— Input data —
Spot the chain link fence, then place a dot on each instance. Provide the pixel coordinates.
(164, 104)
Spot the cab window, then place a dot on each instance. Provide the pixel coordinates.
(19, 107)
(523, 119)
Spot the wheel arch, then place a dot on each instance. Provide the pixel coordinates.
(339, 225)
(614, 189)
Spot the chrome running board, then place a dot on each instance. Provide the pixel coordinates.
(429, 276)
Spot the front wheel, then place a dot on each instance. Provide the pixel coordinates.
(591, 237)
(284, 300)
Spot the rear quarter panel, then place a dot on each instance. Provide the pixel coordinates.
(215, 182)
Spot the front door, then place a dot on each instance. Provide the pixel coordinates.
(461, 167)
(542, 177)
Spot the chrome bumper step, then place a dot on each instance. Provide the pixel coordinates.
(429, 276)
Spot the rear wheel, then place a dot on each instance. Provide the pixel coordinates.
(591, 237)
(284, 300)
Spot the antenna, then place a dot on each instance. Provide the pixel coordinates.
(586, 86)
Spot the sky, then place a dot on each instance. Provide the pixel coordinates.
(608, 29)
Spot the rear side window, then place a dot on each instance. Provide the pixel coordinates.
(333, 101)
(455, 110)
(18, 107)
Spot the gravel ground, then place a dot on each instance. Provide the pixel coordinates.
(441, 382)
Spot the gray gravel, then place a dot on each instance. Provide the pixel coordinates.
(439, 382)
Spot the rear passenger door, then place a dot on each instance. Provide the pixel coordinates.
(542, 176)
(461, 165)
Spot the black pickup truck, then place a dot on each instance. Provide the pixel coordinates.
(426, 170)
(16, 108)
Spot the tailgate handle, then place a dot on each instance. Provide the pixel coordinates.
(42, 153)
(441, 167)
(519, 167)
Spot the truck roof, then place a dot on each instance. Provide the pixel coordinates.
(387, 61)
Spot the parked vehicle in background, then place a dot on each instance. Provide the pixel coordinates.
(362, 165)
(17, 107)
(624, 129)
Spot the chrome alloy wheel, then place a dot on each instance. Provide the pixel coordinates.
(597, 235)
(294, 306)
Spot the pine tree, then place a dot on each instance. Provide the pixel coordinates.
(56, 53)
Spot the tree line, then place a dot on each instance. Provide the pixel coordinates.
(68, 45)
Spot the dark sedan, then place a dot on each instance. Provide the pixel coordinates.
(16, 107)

— Aim of the task —
Give the complete listing again, exactly as it appears above.

— Expected answer —
Spot the chain link fence, then place a dot on each instance. Provide the pixel coordinates.
(164, 104)
Spot the cab window, then place a dot on each instance. Provide the pixel coordinates.
(19, 107)
(523, 119)
Spot the wheel arch, then place a dot on each instance. Provide the pixel coordinates.
(339, 225)
(614, 189)
Spot the chrome running board, then place a dot on each instance. Provide the pixel coordinates.
(429, 276)
Spot the front wheel, then place a dot on each instance. Provide the pixel coordinates.
(591, 237)
(284, 300)
Spot the rear quarter panel, then place a dot on each instance. Provide the pixel coordinates.
(215, 182)
Spot the front door, then place a dot on each instance. Provide the pixel coordinates.
(461, 167)
(542, 177)
Spot the chrome bumper step, then place a dot on each instance. Provide the pixel coordinates.
(429, 276)
Spot the rear wheel, then place a dot on each instance. Provide the pixel coordinates.
(591, 237)
(284, 300)
Spot the antenna, then place a dot on each instance. Provide the pixel coordinates.
(586, 86)
Spot the sky, then place a dot on each instance. Provide the pixel coordinates.
(608, 29)
Spot the rear side window, then place a dot on each instance. Provide the pixel coordinates.
(333, 101)
(455, 110)
(18, 107)
Spot the gravel ground, then place a dot on each instance. Provide the pixel coordinates.
(441, 382)
Spot the gray gravel, then place a dot on each instance. Provide the pixel coordinates.
(439, 382)
Spot the rear passenger door, then place a dot on each instance. Provide the pixel coordinates.
(542, 176)
(461, 165)
Spot the black pickup truck, then place a dot on each instance. Provide the pixel coordinates.
(426, 170)
(16, 108)
Spot the tailgate handle, then place a dot on each instance. Provide the pixel coordinates.
(42, 153)
(441, 167)
(519, 167)
Spot the truck roof, then place a dot on each instance. Provide the pixel coordinates.
(387, 61)
Spot the parked vehicle in background, then place a dot on each instance. Provide the pixel coordinates.
(362, 165)
(17, 107)
(624, 129)
Spot the chrome alloy wheel, then place a dot on each instance. Provide the pixel coordinates.
(597, 235)
(294, 306)
Spot the pine tree, then place a dot on each instance. Provide the pixel coordinates.
(56, 53)
Spot the tree line, then place a dot on each instance. Provide the pixel coordinates.
(68, 45)
Spot the dark sedan, then place a dot on each instance. Provide the pixel coordinates.
(16, 107)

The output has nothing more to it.